*Exercise goal:* Pick out every line of the records below that contains the string "stone", matching case exactly, and copy each such line in full.

*Supplied material:*
-- -- --

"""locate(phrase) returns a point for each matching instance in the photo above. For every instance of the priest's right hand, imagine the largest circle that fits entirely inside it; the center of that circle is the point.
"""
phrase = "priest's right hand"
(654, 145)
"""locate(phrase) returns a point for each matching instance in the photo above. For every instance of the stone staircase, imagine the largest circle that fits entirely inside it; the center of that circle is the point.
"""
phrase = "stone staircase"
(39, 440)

-- -- --

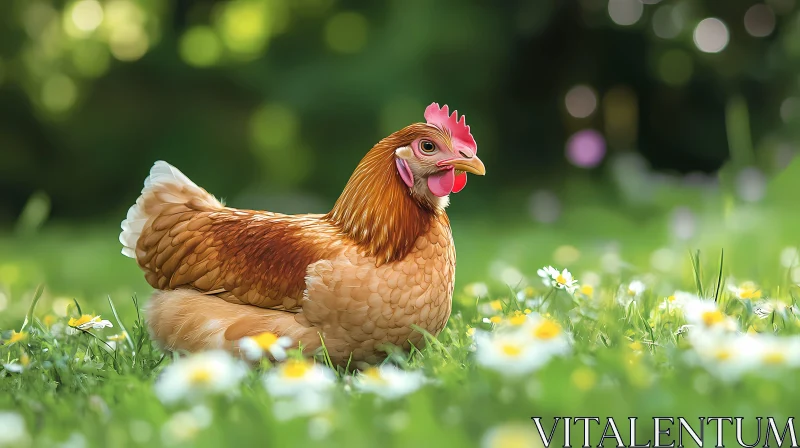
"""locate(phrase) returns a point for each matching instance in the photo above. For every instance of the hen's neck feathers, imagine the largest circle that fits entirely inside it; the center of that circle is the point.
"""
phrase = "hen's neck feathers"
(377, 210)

-- -- --

*Solved exercise:*
"""locate(phrase) returns a point for each matching instance in the photo above. For every instance of the stone staircase, imagine the largest circle that fits entirely inside it; the center of that circle is the point.
phrase = "stone staircase"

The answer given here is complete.